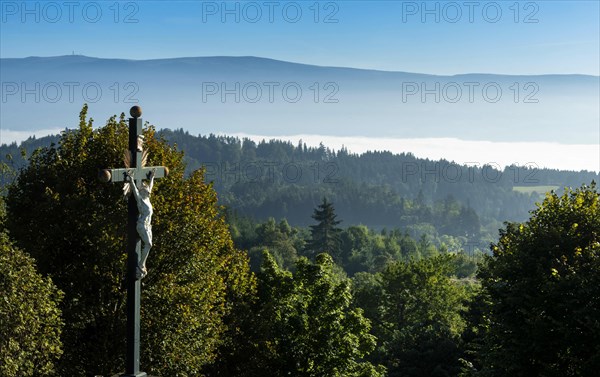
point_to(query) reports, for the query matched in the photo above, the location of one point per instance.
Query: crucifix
(138, 229)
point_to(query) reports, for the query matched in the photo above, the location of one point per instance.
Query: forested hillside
(229, 295)
(278, 179)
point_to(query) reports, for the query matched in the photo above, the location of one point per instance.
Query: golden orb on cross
(135, 111)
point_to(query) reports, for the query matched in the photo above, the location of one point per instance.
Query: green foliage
(75, 227)
(416, 308)
(325, 235)
(303, 325)
(30, 321)
(542, 287)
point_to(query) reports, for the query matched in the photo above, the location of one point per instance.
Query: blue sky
(439, 37)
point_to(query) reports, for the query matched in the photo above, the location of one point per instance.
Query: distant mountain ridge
(272, 97)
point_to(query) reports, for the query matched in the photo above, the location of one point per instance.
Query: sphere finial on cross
(135, 111)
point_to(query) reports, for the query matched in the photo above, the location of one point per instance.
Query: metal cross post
(137, 172)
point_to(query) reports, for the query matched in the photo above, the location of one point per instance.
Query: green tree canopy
(303, 325)
(542, 284)
(30, 321)
(416, 308)
(75, 227)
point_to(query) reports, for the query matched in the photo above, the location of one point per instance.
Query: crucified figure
(144, 226)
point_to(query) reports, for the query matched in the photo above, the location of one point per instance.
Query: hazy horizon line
(533, 154)
(306, 64)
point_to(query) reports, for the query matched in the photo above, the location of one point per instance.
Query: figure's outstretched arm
(131, 181)
(151, 177)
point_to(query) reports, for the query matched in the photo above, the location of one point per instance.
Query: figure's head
(144, 190)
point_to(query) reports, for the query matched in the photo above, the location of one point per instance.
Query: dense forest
(236, 292)
(459, 205)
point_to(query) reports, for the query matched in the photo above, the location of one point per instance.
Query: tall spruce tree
(325, 235)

> **What to do**: Report how many lines of the material above contain the string "tree". Case counts. Give only the number.

> **Final result**: 2